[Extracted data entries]
((

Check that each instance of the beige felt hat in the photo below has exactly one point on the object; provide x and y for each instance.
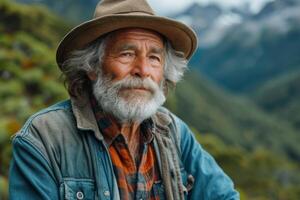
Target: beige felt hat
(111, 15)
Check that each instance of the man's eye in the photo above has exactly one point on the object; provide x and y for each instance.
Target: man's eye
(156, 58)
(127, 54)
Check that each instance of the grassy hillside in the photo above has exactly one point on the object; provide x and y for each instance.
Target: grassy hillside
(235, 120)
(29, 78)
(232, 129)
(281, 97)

))
((

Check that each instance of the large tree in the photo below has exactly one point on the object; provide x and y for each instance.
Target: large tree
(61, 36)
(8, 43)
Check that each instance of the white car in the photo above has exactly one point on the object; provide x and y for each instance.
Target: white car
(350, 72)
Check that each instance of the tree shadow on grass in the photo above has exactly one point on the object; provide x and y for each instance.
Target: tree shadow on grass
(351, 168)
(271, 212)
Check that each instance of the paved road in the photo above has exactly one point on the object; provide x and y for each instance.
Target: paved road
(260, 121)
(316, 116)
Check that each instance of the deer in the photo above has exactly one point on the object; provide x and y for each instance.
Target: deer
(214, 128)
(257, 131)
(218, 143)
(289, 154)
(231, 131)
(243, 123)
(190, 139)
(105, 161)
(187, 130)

))

* _What needs to be done_
Find the word "Check" in the entries above, then copy each line that holds it.

* _Answer for the task_
Check that each instance of the beige felt hat in the photo below has exactly one point on the object; provide x and y for each instance.
Check that each instance of the man's eye in the photo above has exactly one point on the object; provide x and y for each instance.
Check that each instance of the grassy hillside in the photo above has exactly one point on the object; provide x and y for each instance.
Check that each instance of the large tree in the photo below has exactly one point on the object; provide x and y for each instance.
Check that each instance of the white car in the photo above has exactly one point on the object; provide x and y for each instance.
Check that each instance of the tree shadow on grass in the photo above has exactly one point on the object; provide x and y for each instance.
Check that each instance of the paved road in the photo above has exactly one point on the object; provide x and y for each instance.
Check that each instance of the deer in the photo above has exactly one point on the object; provide x and y for each instance.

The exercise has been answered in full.